Given passage:
- - - -

The right field position is going to be upgrade almost by default with the departure of J.D. Drew.  Whoever they get to play there may not be as good defensively, but as long as he is adequate, the upgrade he will represent at the plate and his ability to play through any small injury will more than balance things out.  Might I suggest Corey Hart as a replacement?

As for pitching, Buchholz returning healthy would be a good start.  If you can get a bag of balls for Lackey, I would move him, even if it meant paying half his salary for the next three years.  Dice-K can take his time coming back from Tommy John surgery.  If he never suits up in a Red Sox uniform, I’ll be happy.  Lester and Beckett wore down toward the end of the season.  For all of the speculation about Lackey and other players, I wonder if the comments during the press conference yesterday from Francona and Epstein about conditioning were at least partly directed at them.  Bedard can walk as far as I’m concerned, as the Sox clearly picked the wrong Seattle pitcher to rent while Detroit got the right one in Doug Fister.  After two years of the John Lackey experience, I am wary of the team just throwing money at the top-rated free agent pitcher in the offseason, even if that pitcher is C.J. Wilson and is someone I like as a pitcher.  However, if C.C. Sabathia opts out of his contract for a bigger payday, you offer him a blank check to bring him in, because that guy is a stud, a workhorse.  Sadly, I don’t think they have the pieces necessary to make a trade for someone special like Felix Hernandez, although I would really like to see them try, and Felix deserves to be on a team that can get him wins to match his amazing pitching abilities.  He is too good to be toiling away on a sub-.500 team in Seattle.

With it looking more and more like Francona may be done as manager of the Red Sox, it is fair to speculate who could/should replace him.  I think they have to hire a name manager, they can’t just promote any ol’ Joe Schmoe bench coach from another team.  The first person I would ask is Joe Torre.  Although, I don’t think that is a direction they would go in, because of the chemistry issues on the team and they may think they need to bring in someone more hardnosed and someone who won’t coddle the players as much.  Both Francona and Torre are “player’s managers” and so that might disqualify Joe.  Tony LaRussa would have to be considered.  If they were to hire a bench coach from another team, I would suggest Tony Pena.  A name I haven’t heard, but I would be interested in because of what he had done before he quit earlier this year in Washington is Jim Riggleman.  I don’t know his style or philosophy as a manager, but I know that the Nationals had started to turn a corner with him at the wheel, and for some reason the managment there was not willing to commit to him.

- - - -

What you need to do:
- a) Update the Red Sox offseason passage from "The right field" to "as a replacement?", replacing "Corey Hart" with "Carlos Beltran".
- b) In the Red Sox offseason passage, which Seattle pitcher did Detroit get?
The material after this point is separate from the Red Sox offseason passage.

Study material:
- - - -

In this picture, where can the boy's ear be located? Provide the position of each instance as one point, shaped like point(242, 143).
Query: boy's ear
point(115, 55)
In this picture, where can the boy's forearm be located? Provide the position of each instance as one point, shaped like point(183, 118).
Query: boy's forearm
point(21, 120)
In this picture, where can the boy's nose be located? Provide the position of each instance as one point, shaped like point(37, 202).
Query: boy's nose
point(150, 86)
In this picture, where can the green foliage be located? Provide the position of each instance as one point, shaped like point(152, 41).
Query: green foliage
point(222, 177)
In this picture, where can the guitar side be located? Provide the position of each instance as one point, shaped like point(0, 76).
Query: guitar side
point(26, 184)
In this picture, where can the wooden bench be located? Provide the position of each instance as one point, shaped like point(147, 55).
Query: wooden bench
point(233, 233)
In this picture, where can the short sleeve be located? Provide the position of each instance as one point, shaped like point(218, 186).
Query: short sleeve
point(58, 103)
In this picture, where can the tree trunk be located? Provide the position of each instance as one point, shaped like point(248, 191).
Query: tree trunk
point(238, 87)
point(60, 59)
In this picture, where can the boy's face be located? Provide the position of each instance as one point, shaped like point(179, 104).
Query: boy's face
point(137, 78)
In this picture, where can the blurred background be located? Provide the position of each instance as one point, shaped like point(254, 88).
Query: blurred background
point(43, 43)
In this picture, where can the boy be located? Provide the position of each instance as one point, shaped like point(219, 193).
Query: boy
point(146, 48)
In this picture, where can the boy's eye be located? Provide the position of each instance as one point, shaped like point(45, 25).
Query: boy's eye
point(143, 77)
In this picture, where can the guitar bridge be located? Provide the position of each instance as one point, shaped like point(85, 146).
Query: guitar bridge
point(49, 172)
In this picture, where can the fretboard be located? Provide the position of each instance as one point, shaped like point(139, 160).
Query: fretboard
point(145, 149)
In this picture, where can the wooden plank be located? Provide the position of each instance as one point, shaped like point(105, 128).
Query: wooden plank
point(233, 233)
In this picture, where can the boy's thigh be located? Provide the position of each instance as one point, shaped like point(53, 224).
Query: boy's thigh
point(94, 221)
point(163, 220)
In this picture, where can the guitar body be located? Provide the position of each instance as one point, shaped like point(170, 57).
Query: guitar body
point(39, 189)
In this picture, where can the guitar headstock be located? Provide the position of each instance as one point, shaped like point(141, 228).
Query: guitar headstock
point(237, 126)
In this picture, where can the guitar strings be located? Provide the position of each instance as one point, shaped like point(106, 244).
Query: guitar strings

- - - -

Results of the tasks:
- a)
The right field position is going to be upgrade almost by default with the departure of J.D. Drew.  Whoever they get to play there may not be as good defensively, but as long as he is adequate, the upgrade he will represent at the plate and his ability to play through any small injury will more than balance things out.  Might I suggest Carlos Beltran as a replacement?

- b) Doug Fister.